# [Exercise objective]
Extract every line of the data below that contains the word "cloud", treating uppercase and lowercase letters as distinct.

..........

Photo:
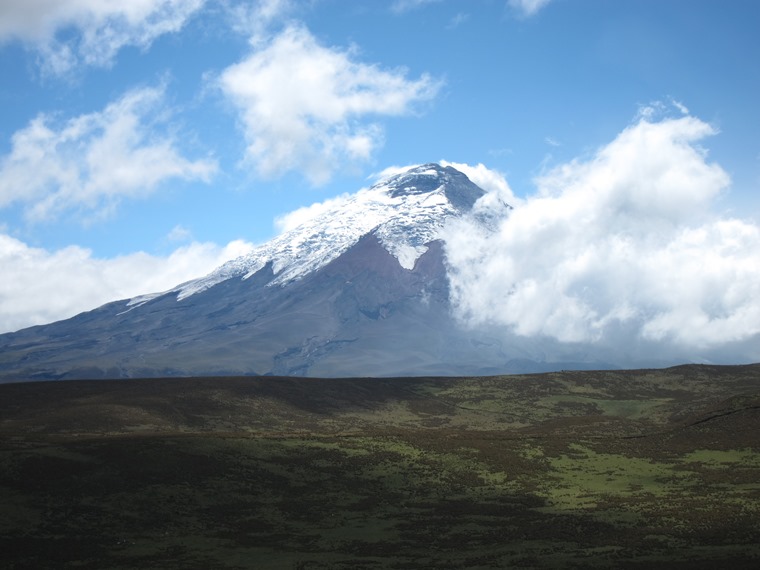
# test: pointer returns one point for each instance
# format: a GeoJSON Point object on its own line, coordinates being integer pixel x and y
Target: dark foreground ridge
{"type": "Point", "coordinates": [607, 469]}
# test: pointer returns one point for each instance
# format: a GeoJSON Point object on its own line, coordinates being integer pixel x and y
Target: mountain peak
{"type": "Point", "coordinates": [431, 177]}
{"type": "Point", "coordinates": [405, 212]}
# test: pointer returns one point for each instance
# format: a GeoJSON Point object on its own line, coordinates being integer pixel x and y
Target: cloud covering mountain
{"type": "Point", "coordinates": [622, 246]}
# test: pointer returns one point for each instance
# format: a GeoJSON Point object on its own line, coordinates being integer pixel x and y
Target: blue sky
{"type": "Point", "coordinates": [141, 146]}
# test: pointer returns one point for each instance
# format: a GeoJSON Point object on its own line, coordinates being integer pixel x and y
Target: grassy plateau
{"type": "Point", "coordinates": [613, 469]}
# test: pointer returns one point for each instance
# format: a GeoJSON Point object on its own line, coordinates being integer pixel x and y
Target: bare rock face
{"type": "Point", "coordinates": [359, 290]}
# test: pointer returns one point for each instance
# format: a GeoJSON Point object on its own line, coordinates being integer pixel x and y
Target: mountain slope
{"type": "Point", "coordinates": [359, 288]}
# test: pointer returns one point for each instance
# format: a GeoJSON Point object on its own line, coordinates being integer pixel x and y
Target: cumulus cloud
{"type": "Point", "coordinates": [66, 33]}
{"type": "Point", "coordinates": [402, 6]}
{"type": "Point", "coordinates": [310, 108]}
{"type": "Point", "coordinates": [90, 162]}
{"type": "Point", "coordinates": [527, 8]}
{"type": "Point", "coordinates": [623, 243]}
{"type": "Point", "coordinates": [41, 286]}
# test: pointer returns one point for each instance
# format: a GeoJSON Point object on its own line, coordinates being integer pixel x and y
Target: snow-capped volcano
{"type": "Point", "coordinates": [405, 212]}
{"type": "Point", "coordinates": [357, 287]}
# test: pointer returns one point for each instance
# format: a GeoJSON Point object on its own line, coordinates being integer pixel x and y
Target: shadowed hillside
{"type": "Point", "coordinates": [638, 469]}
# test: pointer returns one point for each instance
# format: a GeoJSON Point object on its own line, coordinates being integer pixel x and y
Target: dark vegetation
{"type": "Point", "coordinates": [634, 469]}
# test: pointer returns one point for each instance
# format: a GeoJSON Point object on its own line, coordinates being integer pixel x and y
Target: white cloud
{"type": "Point", "coordinates": [527, 8]}
{"type": "Point", "coordinates": [179, 233]}
{"type": "Point", "coordinates": [256, 19]}
{"type": "Point", "coordinates": [309, 108]}
{"type": "Point", "coordinates": [296, 218]}
{"type": "Point", "coordinates": [624, 243]}
{"type": "Point", "coordinates": [402, 6]}
{"type": "Point", "coordinates": [41, 286]}
{"type": "Point", "coordinates": [90, 162]}
{"type": "Point", "coordinates": [70, 32]}
{"type": "Point", "coordinates": [492, 181]}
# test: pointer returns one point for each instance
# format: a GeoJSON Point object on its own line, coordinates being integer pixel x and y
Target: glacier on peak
{"type": "Point", "coordinates": [405, 211]}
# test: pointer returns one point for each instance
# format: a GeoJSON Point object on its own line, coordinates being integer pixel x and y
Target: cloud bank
{"type": "Point", "coordinates": [67, 33]}
{"type": "Point", "coordinates": [527, 8]}
{"type": "Point", "coordinates": [90, 162]}
{"type": "Point", "coordinates": [622, 247]}
{"type": "Point", "coordinates": [40, 286]}
{"type": "Point", "coordinates": [310, 108]}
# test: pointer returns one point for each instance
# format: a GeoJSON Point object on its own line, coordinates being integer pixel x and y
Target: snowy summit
{"type": "Point", "coordinates": [405, 212]}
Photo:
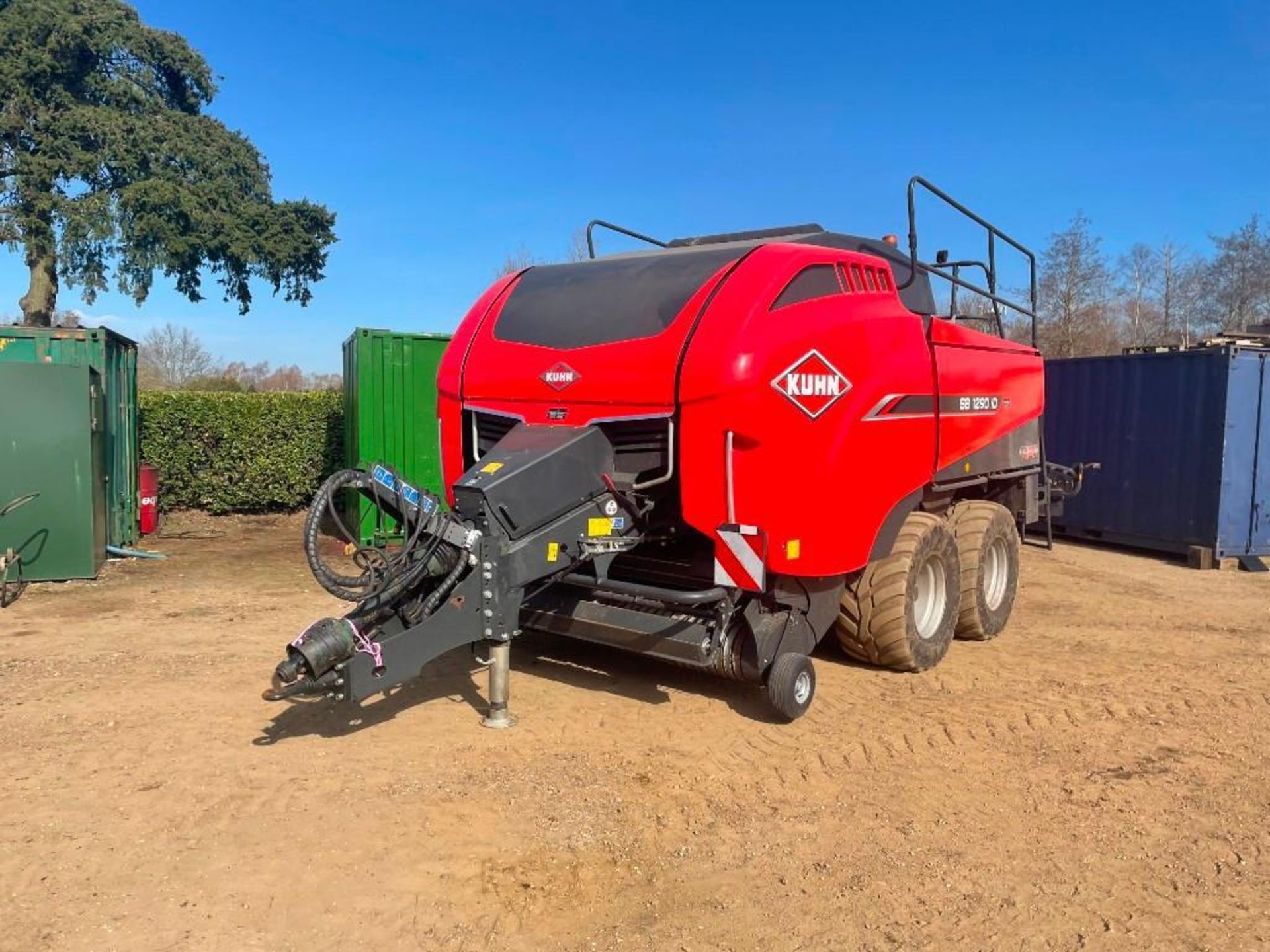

..........

# [Answer to the task]
Target: cloud covering mountain
Target: cumulus cloud
Target: white cloud
Target: cloud bank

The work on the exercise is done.